**ACTIVITY 1**
Answer these questions about the discussion of the universe's flatness below:
(a) What are the dimensions of the marble block used as a model of the universe?
(b) To what thickness could the imaginary pane of glass be reduced?
(c) According to the reply, what happens to a sheet of paper held up by one end?
**ACTIVITY 2**
Copy the passage of the discussion of the universe's flatness below, starting at "So,inconclusion what are" and ending with "do with thickness.", inclusive.

**GIVEN TEXT**

-*-

My reference to the universe being 'as flat as any geometric,three dimensional could be' relates to the conceptual degree of the relative out-of-proportion relationship in comparing its depth to its length and width and can be explained if I used the illustration of a sculptured marble block designed as a pedestal or platform for a statue as a three dimensional model of the universe, the block's dimensions being three feet long,one foot wide and two inches thick it would most definitely be considered flat by any definition of the word.

 

As an artifact (and three dimensional geometric form),the block could certainly be made relatively flatter by physically chiseling it in half and flatter still until the thickness would remain a sliver of marble up to the very limit in which the marble base retained its physical attributes,or as flat as it could possibly be.

 

For the purposes of dramatizing how flat a three dimensional object could be relative to its other two dimensions in as precise an incremental measurement as possible let's assume we have a pane of glass one hundred miles long by twenty miles wide and a thickness of one inch, the fact is relative to the admittedly surreal dimensions of this imaginary pane of glass, we could conceivably modify the thickness to one hundredth of an inch creating a flatter three dimensional shape and thus create an ever more flatter three dimensional object so on and so on.

 

I hope this analogy might explain what I meant when using the term "as flat as possible" when describing the apparent flat shape of the universe which incidentally has absolute no bearing on the question I had originally intended to propose, which is this; Why is the universe indeed flat shaped instead of, let's say,a three dimensional circle? In other words, what specific forces,what physical laws exist in the universe going back to the Big Bang that would result in a flat shape as opposed to any other? Obviously,there must be *some* reason that the universe took this specifc shape.I myself would assume that if the singularity was uniform and the forces that existed at the moment of creation were uniformly applied it should then have radiated out in all directions uniformly and equally into a circular shaped universe.

 

So,inconclusion what are the specific cosmic forces in the universe that led to the flat shape as opposed to having any other shape???

Posted

I think you are confusing the concepts of flatness in objects with flatness in space.

 

A one-inch-thick block of marble is not necessarily flatter than a two-inch-thick block. They can both be as flat as the other. Flatness has nothing to do with thickness.

 

Thus, even the glass plate is no good analogy, because flatness generally will not depend on the size of an object, but on its properties in relation to the spacetime in which it floats.

 

What I am saying is that it does not make much sense to say that an object is flat just because it has a certain thickness. Consider a sheet of paper - it is also flat in this sense. But if you hold it up by one end, what happens to this flatness? It goes away, because the paper now curves downwards due to the force of gravity. So "flatness" is not a property, it is a state which can only be found by measuring an object. It does not exists as a physical property - there are no true "flat" objects.

 

If you placed a large, flat, glass plate in space, with the dimensions you specify, it would possibly stay flat for an amount of time. But such a large object, if placed within the vicinity of a planet or a moon, would become attracted to this object (well, in fact, according to Newton the two objects would attract each other), which will make the object curve, most strongly on the part of the object closest to the planet or moon.

-*-

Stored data
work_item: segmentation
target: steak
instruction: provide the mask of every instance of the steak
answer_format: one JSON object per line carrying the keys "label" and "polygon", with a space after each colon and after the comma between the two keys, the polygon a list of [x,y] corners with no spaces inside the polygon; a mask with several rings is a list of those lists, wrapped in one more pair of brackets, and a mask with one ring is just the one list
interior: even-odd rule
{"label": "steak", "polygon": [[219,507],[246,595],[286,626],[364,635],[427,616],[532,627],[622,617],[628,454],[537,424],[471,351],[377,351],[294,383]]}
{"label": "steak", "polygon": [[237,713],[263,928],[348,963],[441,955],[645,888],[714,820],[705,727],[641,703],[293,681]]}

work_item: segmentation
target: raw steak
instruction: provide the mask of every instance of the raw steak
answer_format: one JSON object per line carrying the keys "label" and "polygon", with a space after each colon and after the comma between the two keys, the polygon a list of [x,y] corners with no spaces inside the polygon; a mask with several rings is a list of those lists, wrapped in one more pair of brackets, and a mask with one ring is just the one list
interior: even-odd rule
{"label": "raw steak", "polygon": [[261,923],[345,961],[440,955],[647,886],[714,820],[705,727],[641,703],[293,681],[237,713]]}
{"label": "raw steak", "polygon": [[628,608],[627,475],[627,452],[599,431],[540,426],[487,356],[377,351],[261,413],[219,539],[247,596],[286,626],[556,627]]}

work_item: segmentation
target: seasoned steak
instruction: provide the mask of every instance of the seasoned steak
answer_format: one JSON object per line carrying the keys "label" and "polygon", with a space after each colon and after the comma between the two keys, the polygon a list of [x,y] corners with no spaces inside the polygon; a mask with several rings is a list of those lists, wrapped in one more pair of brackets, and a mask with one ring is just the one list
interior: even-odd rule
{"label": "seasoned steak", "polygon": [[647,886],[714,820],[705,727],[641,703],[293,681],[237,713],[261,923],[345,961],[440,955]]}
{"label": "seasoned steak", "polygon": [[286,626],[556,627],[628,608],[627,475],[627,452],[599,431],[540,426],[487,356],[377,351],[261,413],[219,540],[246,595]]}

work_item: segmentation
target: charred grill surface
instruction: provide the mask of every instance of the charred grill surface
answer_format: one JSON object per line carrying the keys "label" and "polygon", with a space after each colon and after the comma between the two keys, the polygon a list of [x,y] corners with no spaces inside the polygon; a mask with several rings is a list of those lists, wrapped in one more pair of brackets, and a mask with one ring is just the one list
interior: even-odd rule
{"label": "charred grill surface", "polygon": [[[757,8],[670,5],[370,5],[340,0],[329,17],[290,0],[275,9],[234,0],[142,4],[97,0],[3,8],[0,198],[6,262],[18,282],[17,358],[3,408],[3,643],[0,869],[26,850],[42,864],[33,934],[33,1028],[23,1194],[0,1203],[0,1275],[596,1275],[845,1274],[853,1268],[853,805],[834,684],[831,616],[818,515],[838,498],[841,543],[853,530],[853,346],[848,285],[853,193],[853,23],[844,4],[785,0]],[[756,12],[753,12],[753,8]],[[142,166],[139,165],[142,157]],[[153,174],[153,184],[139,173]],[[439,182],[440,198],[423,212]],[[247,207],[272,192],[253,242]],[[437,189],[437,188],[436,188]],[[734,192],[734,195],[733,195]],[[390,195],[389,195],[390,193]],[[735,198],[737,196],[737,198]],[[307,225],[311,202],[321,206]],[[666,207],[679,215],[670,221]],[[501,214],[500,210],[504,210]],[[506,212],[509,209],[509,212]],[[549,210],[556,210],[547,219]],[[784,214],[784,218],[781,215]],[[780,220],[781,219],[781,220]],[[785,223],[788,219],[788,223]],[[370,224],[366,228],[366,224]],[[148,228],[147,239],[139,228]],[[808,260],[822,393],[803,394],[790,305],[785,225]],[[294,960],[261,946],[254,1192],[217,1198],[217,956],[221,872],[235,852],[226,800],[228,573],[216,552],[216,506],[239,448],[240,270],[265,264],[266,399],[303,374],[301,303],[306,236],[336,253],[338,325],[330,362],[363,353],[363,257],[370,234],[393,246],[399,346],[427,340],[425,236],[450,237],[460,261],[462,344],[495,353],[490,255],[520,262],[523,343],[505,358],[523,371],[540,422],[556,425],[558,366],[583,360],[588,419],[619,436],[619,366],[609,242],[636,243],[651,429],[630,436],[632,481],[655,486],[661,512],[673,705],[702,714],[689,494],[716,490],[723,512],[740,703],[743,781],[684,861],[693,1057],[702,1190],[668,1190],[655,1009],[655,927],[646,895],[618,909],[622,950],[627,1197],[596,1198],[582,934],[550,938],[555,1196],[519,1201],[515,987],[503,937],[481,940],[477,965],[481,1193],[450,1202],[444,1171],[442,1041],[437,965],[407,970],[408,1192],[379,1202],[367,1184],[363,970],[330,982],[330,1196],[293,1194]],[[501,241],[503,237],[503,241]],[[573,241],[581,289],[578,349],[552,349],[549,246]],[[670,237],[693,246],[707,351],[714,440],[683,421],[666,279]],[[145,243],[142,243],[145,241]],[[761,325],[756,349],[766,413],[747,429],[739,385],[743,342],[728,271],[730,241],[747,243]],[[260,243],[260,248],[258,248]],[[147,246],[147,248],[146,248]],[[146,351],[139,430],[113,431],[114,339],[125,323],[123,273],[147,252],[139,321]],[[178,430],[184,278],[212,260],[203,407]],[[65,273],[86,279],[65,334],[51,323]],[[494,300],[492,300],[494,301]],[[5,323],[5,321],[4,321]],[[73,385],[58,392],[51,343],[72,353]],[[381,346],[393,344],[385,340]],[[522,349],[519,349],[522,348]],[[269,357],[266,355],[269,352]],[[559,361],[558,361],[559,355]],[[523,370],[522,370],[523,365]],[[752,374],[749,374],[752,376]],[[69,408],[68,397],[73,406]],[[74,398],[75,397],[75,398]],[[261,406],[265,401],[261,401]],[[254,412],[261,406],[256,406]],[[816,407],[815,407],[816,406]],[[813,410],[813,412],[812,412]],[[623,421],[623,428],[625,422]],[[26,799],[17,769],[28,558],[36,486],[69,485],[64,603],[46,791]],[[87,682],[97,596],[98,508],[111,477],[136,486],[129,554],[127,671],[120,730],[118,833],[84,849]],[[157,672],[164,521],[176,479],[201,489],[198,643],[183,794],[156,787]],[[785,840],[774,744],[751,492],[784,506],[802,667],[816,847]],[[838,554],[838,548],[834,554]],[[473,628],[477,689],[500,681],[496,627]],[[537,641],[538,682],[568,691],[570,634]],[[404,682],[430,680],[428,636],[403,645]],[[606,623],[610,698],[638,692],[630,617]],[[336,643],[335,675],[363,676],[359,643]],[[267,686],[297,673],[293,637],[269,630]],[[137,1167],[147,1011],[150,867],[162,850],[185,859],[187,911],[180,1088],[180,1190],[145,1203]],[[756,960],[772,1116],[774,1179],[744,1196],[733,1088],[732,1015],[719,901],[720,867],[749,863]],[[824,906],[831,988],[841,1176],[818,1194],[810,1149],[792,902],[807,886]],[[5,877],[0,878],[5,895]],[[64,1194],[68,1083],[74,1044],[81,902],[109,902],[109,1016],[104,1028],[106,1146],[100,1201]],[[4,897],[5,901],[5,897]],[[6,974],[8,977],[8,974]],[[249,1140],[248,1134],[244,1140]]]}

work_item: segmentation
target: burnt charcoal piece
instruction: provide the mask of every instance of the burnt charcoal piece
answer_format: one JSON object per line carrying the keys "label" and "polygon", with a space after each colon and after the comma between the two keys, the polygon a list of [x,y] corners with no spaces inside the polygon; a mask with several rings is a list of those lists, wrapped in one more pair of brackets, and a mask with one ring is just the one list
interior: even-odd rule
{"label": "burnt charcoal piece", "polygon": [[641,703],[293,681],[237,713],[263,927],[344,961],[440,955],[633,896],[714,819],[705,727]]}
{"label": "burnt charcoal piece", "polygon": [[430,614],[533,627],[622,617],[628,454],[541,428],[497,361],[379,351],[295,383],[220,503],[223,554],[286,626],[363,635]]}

-*-

**ANSWER SECTION 1**
(a) Three feet long, one foot wide and two inches thick.
(b) One hundredth of an inch.
(c) It curves downwards due to the force of gravity.

**ANSWER SECTION 2**
So,inconclusion what are the specific cosmic forces in the universe that led to the flat shape as opposed to having any other shape???

Posted

I think you are confusing the concepts of flatness in objects with flatness in space.

 

A one-inch-thick block of marble is not necessarily flatter than a two-inch-thick block. They can both be as flat as the other. Flatness has nothing to do with thickness.